▶ **WHAT YOU HAVE TO DO**
Continue the article on DOT and non-DOT drug testing, picking up after its last sentence.

▶ **EXCERPT PROVIDED**
= Beginning of Section =

In all industries, drug and alcohol testing play crucial roles in keeping the work environment safe. DOT and non-DOT testing programs are examples of such measures companies can subject their employees to. This article explains the key differences between the two.
|DOT Drug Tests||Non-DOT Drug Tests|
|A requirement for most workers directly involved in the transportation and safety industry||Conducted for companies in keeping a drug and alcohol-free work environment|
|5-Panel testing for opiates, amphetamines, PCP, cocaine, and marijuana||10-Panel testing for methamphetamine, amphetamine, cocaine, opiates, cannabinoids, methadone, barbiturates, PCP, propoxyphene, and benzodiazepine.|
|Samples are only used for specific purposes||Allows use of specimen for various purposes|
The US DOT (Department of Transportation) drug test screening program is relatively simple. It covers testing for the most common illegal substances and alcohol abuse. There is a huge number of accredited testing laboratories in the country. This makes following their guidelines easily accessible to all business, regardless if they are involved in the transportation industry. However, the kind of business and the service or product the employer offers will determine which compliance program is applicable to the company.
In general, if a company is engaged in the transportation industry and employs people in safety-sensitive positions, it is obligated to submit to a DOT Drug Testing Program. Examples of such job positions are school bus drivers, pilots, truck drivers, subway operators, ship captains, train engineers, and aircraft maintenance personnel. It also covers similar positions in other organizations such as the Federal Motor Carrier Safety Administration, Federal Aviation Administration, Federal Transit Administration, and more.
DOT drug screening must be conducted at laboratories recognized by the Department of Health and Human Services. Urine will be subjected to a 5-Panel test which screens for opiates, amphetamines, PCP, cocaine, and marijuana. Alcohol tests are performed by collecting either saliva or by using a breathalyzer.

= End of Section =

Dataset entries:
= Beginning of Section =

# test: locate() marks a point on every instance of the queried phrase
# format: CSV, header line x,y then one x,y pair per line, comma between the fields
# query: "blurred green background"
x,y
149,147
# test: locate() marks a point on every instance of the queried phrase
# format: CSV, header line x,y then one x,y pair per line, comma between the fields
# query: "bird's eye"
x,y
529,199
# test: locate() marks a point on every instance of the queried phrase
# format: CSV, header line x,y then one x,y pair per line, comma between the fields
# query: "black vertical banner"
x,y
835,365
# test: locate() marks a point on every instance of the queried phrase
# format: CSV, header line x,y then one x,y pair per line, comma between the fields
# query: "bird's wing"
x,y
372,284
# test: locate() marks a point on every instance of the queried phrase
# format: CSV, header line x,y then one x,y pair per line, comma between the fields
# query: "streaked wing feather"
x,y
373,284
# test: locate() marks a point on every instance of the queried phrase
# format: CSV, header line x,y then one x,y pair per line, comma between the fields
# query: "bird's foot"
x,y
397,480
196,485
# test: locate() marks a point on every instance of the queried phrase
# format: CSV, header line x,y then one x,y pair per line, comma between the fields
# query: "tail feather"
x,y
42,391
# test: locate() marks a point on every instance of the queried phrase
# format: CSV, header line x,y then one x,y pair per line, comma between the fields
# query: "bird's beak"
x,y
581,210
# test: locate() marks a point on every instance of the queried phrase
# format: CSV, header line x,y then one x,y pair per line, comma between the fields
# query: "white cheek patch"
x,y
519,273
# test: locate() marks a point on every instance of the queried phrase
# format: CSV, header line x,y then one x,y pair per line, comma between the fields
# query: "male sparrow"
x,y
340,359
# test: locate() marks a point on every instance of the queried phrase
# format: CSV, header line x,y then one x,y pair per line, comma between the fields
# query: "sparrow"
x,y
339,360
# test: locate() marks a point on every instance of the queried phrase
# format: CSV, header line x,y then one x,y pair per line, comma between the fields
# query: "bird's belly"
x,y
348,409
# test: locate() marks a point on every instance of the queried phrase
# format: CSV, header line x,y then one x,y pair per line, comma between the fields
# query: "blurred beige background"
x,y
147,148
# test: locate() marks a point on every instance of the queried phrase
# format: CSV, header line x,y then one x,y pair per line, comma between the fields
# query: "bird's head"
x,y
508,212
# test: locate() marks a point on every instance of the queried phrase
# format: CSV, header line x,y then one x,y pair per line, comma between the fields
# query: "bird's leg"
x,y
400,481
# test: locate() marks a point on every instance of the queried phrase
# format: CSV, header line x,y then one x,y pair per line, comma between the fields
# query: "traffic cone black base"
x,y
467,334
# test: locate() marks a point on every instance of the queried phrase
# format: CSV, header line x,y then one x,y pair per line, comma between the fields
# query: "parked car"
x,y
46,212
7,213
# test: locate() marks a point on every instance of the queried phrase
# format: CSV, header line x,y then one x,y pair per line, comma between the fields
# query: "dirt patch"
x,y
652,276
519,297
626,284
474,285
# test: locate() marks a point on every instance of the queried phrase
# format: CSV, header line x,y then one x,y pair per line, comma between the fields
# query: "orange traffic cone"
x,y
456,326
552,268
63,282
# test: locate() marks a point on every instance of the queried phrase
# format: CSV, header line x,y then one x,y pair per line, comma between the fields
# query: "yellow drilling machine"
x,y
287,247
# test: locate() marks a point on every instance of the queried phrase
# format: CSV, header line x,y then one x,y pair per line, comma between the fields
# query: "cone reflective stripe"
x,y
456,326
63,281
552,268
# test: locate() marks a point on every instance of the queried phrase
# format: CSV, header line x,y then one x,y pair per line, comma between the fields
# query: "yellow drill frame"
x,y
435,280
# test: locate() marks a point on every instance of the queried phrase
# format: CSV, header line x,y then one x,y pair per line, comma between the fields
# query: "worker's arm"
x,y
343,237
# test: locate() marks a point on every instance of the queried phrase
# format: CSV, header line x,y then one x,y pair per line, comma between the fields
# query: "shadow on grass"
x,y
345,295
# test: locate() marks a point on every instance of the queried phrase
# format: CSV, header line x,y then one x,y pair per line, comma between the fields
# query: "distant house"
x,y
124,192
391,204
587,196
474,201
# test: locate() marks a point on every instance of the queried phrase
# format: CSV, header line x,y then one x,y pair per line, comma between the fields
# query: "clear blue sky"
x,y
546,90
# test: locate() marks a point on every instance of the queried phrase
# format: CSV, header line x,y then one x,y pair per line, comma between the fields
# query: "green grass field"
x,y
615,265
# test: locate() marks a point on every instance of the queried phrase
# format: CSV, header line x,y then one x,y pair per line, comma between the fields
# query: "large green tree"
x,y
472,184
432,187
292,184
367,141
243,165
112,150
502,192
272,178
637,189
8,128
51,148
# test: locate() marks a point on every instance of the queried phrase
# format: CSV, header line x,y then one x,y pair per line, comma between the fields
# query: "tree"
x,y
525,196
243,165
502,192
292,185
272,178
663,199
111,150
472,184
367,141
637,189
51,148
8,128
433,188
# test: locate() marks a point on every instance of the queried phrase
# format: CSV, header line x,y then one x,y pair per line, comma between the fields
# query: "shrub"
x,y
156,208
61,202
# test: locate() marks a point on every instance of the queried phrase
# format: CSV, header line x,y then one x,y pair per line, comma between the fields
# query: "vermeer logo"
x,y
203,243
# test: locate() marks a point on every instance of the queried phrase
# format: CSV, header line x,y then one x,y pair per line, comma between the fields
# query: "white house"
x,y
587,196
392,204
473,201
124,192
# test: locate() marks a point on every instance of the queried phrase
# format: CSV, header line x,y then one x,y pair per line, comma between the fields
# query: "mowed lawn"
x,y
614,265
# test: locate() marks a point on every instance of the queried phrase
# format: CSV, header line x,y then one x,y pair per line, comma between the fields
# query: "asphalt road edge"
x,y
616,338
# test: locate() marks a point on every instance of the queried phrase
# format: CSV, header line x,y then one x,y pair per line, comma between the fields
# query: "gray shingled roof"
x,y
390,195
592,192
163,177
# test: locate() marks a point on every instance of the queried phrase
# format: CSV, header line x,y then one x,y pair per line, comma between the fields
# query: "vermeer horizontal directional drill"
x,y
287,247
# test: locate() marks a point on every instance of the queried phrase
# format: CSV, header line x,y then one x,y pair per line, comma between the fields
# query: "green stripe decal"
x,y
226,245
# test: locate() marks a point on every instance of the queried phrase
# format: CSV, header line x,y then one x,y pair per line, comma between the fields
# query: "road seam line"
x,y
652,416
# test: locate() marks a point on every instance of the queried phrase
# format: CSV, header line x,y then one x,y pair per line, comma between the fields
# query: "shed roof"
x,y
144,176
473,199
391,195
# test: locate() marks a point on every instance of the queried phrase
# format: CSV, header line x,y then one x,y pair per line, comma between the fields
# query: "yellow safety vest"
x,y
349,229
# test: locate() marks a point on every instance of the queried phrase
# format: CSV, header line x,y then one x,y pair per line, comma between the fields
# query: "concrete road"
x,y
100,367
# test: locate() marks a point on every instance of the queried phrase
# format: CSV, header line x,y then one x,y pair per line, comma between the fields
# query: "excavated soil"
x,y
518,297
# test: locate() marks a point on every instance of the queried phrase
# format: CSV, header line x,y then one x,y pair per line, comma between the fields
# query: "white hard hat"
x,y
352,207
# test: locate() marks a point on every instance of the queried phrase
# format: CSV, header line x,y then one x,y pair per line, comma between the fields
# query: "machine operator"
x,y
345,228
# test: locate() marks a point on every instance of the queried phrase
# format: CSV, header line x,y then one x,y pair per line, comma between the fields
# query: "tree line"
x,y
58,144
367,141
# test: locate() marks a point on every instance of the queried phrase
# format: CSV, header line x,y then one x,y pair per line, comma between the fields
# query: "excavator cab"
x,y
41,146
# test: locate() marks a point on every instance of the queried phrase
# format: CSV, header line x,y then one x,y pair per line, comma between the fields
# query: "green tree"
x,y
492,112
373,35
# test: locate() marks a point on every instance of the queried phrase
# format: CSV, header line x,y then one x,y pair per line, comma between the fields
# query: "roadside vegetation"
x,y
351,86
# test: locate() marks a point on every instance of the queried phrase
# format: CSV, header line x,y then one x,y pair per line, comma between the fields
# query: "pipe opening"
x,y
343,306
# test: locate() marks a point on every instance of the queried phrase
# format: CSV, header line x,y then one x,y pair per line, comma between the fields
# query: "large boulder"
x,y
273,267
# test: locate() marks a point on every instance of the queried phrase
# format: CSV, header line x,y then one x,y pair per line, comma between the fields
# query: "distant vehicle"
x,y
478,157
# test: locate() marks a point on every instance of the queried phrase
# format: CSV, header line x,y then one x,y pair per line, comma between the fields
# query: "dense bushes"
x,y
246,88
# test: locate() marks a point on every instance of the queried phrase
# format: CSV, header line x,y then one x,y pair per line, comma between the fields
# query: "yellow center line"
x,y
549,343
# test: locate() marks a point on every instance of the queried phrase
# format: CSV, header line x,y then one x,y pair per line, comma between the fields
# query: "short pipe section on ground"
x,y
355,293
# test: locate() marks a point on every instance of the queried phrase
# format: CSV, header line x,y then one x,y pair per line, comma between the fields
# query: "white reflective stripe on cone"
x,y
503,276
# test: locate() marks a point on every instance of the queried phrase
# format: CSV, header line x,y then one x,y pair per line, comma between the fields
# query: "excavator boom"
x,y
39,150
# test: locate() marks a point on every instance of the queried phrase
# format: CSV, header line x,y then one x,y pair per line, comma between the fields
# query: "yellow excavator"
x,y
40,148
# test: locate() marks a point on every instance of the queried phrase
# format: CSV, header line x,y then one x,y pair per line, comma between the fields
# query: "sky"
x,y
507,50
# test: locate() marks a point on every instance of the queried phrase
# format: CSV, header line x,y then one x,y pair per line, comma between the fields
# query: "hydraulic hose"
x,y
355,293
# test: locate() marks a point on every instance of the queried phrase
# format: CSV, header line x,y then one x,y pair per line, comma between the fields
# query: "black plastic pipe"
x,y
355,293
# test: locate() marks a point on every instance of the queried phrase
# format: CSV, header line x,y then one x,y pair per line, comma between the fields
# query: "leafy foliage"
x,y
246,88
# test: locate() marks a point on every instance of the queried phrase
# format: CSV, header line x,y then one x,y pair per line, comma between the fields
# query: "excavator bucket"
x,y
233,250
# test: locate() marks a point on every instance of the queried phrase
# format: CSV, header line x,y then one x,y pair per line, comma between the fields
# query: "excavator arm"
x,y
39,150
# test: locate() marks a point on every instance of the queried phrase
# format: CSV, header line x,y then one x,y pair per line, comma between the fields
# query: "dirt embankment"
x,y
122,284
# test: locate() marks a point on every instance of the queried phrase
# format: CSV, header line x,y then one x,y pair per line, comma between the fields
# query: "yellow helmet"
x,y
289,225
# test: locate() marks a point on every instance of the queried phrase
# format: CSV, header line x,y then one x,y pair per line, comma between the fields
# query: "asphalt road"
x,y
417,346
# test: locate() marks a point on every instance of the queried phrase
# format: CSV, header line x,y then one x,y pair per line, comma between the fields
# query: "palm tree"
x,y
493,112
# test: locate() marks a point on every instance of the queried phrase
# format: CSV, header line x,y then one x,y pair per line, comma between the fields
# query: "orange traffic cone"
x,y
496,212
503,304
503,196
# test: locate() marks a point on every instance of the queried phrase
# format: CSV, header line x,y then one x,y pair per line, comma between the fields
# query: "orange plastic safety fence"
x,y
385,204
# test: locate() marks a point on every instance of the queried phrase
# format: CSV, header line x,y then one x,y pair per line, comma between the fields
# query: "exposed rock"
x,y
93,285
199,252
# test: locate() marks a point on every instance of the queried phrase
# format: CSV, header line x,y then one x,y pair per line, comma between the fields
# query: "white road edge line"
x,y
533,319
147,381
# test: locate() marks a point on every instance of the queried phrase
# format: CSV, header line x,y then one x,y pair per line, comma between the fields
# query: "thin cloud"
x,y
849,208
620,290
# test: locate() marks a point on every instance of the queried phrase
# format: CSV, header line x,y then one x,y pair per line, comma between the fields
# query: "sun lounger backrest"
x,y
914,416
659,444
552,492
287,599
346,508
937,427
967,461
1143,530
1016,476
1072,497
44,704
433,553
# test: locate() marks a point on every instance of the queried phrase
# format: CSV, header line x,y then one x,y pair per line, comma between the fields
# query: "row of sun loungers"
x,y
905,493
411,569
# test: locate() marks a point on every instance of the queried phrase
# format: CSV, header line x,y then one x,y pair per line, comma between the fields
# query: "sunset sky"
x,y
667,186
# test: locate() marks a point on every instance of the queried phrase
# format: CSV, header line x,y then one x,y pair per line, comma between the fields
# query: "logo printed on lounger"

= End of Section =

▶ **OUTPUT OF THE EXERCISE**
Non-DOT drug tests do not necessarily follow DOT regulations in conducting drug and alcohol screening. Employees who only drive a company vehicle or are not directly involved in the transport of cargo and passengers are not required to undergo DOT drug testing programs. However, non-DOT drug screening can employ more tests that can detect a wider variety of prohibited drugs. In addition to urine, these tests require different types of samples which include saliva, sweat patches, hair samples, or breathalyzers. The 10-panel test is an example of a non-DOT test that delivers more accurate results and in-depth analysis of drug levels regardless of low trace amounts. Samples are tested for traces of methamphetamine, amphetamine, cocaine, opiates, cannabinoids, methadone, barbiturates, PCP, propoxyphene, and benzodiazepine.
Laboratories that provide non-DOT drug testing are required to undergo certification from two accredited agencies. These are the Clinical Laboratory Improvement Act and the College of American Pathologists. Non-DOT tests are not to be conducted in DOT certified labs as legal complications may come up when the results are challenged in court.
DOT vs Non-DOT Drug Tests
So what’s the difference between DOT and non-DOT drug tests? DOT regulations on drug and alcohol testing are imposed on companies involved in the transportation industry and that employ people in safety-sensitive positions. Companies that employ people not directly involved in transporting passengers or cargo are not required to be subject to DOT regulations in implementing a drug and alcohol-free workplace.
The US Department of Transportation mandates that both tests cannot be implemented at the same time, and typically not within the same organization. DOT drug and alcohol screening takes priority over non-DOT tests. Remaining materials from DOT testing procedures cannot be used as samples in non-DOT testing. Most important, DOT test results always take precedence over non-DOT results. For instance, a negative non-DOT test result may not be used to undermine a positive DOT test result for the same person.